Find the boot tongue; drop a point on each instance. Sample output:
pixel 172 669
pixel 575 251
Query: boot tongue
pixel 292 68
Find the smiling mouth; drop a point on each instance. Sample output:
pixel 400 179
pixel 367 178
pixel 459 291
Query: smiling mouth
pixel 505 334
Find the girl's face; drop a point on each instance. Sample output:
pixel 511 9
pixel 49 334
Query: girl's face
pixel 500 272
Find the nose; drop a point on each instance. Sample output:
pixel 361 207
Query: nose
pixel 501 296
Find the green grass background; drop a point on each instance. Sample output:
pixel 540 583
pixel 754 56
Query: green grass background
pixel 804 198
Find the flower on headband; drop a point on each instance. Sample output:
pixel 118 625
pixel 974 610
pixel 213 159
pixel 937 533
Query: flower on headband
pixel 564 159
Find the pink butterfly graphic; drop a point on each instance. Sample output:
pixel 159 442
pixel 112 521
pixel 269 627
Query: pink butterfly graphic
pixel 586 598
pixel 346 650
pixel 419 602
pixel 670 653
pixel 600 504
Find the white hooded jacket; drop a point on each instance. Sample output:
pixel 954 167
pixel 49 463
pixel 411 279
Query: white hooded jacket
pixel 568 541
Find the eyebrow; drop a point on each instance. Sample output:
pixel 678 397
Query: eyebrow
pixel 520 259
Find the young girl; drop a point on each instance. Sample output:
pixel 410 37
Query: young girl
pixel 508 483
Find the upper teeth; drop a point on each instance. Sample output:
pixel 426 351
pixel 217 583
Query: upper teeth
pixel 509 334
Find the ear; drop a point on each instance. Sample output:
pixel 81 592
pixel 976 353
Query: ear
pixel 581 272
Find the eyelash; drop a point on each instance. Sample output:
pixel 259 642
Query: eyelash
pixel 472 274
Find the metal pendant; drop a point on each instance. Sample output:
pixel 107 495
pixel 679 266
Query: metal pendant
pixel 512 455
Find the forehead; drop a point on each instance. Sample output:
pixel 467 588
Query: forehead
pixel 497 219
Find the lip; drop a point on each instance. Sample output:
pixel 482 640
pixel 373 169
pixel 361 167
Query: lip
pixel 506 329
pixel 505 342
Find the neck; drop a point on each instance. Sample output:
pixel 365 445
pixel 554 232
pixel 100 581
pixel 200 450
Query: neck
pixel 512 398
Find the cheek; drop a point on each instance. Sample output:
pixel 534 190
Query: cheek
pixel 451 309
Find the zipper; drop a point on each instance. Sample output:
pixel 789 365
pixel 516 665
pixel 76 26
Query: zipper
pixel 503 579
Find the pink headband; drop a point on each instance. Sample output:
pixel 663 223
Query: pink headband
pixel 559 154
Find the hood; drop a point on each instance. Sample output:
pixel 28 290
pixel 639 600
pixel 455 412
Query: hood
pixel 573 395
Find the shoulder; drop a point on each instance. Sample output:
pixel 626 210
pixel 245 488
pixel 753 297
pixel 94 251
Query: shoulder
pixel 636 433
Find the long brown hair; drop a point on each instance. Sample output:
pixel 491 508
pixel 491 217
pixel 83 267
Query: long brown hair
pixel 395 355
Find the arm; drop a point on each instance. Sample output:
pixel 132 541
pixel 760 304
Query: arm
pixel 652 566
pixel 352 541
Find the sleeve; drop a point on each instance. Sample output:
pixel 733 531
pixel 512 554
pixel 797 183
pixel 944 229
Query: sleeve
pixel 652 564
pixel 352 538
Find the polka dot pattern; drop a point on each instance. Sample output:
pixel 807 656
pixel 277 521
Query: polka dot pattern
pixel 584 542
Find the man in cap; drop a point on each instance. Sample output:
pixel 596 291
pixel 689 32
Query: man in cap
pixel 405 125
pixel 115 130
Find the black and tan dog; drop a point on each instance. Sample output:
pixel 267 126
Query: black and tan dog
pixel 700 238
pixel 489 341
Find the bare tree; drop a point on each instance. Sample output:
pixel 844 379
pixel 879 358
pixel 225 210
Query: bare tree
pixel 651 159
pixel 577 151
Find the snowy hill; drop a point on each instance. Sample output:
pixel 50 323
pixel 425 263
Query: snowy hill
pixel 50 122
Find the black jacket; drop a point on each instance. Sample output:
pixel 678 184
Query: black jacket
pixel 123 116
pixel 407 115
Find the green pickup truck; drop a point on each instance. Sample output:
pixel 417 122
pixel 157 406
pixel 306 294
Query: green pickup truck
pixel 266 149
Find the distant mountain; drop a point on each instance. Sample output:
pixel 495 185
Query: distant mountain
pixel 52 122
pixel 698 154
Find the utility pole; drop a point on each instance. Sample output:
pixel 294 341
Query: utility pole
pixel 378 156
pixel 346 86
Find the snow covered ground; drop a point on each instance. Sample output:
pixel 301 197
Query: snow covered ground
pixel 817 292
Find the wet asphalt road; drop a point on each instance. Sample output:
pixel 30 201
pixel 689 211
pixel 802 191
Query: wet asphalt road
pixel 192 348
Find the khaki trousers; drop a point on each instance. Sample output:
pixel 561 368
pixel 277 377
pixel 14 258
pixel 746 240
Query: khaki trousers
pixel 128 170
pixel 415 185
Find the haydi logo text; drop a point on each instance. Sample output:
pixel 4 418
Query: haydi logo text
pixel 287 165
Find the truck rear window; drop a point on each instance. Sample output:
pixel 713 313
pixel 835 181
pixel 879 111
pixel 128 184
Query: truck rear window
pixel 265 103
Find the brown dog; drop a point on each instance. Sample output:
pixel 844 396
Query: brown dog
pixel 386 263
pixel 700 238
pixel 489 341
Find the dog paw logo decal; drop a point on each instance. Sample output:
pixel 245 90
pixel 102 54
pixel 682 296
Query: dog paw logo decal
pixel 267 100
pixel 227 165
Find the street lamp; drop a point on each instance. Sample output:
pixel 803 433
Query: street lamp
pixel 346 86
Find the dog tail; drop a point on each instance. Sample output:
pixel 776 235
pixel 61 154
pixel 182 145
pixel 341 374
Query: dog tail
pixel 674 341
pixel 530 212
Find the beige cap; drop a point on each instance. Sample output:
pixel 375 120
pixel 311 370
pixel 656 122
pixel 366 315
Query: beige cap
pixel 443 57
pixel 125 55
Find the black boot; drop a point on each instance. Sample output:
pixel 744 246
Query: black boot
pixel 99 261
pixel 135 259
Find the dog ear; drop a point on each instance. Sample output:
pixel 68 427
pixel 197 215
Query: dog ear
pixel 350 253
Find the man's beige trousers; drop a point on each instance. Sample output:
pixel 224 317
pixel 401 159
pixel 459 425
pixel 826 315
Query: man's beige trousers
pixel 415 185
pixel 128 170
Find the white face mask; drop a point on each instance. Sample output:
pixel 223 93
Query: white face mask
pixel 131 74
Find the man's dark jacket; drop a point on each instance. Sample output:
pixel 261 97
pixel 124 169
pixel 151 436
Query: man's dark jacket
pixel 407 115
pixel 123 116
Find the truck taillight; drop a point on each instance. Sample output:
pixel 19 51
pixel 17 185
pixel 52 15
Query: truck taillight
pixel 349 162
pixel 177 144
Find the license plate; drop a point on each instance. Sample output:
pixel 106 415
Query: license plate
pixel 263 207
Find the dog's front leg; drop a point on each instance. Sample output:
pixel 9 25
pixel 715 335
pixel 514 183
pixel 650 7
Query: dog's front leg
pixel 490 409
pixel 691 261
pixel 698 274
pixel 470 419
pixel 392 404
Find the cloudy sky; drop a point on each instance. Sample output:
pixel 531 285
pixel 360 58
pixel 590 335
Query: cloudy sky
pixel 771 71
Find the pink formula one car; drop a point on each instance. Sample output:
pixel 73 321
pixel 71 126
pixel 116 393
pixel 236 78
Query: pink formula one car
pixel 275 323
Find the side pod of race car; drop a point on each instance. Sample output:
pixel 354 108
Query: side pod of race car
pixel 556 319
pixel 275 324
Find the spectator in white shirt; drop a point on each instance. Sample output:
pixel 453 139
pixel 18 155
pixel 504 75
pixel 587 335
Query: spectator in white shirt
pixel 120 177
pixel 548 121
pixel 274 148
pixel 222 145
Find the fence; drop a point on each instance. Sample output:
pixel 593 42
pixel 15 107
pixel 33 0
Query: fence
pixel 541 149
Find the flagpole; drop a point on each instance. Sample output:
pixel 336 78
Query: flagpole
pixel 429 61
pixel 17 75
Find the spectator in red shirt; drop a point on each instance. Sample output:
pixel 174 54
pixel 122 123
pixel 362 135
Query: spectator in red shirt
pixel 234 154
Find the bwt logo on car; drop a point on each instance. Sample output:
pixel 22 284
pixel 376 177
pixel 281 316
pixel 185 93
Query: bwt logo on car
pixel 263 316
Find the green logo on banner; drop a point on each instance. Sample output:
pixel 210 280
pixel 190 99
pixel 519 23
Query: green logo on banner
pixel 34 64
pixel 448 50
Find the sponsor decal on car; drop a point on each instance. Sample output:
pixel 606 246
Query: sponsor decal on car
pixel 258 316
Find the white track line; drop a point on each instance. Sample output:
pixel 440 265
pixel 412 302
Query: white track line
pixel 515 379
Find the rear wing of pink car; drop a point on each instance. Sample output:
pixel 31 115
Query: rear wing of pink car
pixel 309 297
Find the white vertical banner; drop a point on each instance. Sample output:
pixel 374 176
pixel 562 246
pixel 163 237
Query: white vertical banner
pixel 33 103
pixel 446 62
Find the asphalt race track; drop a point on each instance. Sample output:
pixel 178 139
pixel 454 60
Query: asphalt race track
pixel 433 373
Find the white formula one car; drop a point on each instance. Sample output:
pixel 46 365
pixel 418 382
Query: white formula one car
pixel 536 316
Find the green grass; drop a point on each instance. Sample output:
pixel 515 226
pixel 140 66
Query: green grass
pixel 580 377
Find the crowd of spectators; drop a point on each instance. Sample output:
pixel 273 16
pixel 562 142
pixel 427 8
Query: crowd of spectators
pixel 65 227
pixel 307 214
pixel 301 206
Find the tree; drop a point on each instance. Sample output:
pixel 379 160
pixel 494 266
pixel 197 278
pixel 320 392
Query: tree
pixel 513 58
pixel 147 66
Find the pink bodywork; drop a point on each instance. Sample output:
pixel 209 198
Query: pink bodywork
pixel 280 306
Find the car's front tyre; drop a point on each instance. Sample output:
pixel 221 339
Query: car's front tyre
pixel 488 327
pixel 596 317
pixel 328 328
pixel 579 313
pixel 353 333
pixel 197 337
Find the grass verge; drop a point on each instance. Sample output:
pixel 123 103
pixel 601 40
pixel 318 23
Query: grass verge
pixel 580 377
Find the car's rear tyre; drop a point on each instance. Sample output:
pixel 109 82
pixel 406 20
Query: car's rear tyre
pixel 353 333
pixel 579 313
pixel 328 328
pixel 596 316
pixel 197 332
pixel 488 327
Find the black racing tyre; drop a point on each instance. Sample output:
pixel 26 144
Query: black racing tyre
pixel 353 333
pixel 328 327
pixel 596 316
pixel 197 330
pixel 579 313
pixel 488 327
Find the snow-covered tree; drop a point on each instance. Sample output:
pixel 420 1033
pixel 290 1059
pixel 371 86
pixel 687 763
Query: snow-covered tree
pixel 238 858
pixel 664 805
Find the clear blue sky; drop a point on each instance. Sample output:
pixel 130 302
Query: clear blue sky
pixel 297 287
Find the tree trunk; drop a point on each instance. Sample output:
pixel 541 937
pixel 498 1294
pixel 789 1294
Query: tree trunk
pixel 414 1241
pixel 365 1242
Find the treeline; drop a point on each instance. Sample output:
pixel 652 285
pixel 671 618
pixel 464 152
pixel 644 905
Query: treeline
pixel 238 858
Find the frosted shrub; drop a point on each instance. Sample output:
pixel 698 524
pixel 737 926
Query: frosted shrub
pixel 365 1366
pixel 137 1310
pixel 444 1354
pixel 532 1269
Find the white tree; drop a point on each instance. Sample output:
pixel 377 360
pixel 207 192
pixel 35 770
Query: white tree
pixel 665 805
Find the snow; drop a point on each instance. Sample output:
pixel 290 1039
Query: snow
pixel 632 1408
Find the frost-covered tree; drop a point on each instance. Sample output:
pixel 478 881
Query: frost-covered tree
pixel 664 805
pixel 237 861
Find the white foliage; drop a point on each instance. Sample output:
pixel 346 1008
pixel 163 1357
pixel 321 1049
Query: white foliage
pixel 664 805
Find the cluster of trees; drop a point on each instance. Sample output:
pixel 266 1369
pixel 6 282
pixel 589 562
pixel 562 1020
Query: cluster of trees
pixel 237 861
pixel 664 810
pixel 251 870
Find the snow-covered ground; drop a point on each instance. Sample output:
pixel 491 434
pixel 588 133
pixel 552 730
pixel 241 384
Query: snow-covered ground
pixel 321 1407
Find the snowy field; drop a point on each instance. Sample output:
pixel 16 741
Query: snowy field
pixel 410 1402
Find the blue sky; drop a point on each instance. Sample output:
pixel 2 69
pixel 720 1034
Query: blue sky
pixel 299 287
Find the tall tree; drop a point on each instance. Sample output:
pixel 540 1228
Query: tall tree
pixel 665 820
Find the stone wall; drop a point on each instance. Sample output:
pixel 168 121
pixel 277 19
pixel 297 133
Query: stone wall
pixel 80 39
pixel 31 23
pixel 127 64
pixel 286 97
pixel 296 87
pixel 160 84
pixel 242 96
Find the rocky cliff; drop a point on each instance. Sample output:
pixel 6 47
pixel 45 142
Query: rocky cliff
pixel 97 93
━━━
▸ EXERCISE
Return every line unchanged, beginning with the first line of the records and going on through the line that contains "pixel 804 198", with that final line included.

▸ OUTPUT OF THE EXERCISE
Find the boot tongue; drop a point on each instance. Sample output:
pixel 172 669
pixel 575 251
Query: boot tongue
pixel 292 68
Find the smiling mouth; drop a point on each instance. Sample output:
pixel 400 179
pixel 367 178
pixel 459 291
Query: smiling mouth
pixel 505 334
Find the girl's face; drop a point on each instance. Sample output:
pixel 511 9
pixel 49 334
Query: girl's face
pixel 500 272
Find the nose; drop a point on each instance. Sample output:
pixel 361 207
Query: nose
pixel 501 296
Find the green grass background; drop a point on each instance. Sample output:
pixel 540 583
pixel 754 56
Query: green grass background
pixel 804 198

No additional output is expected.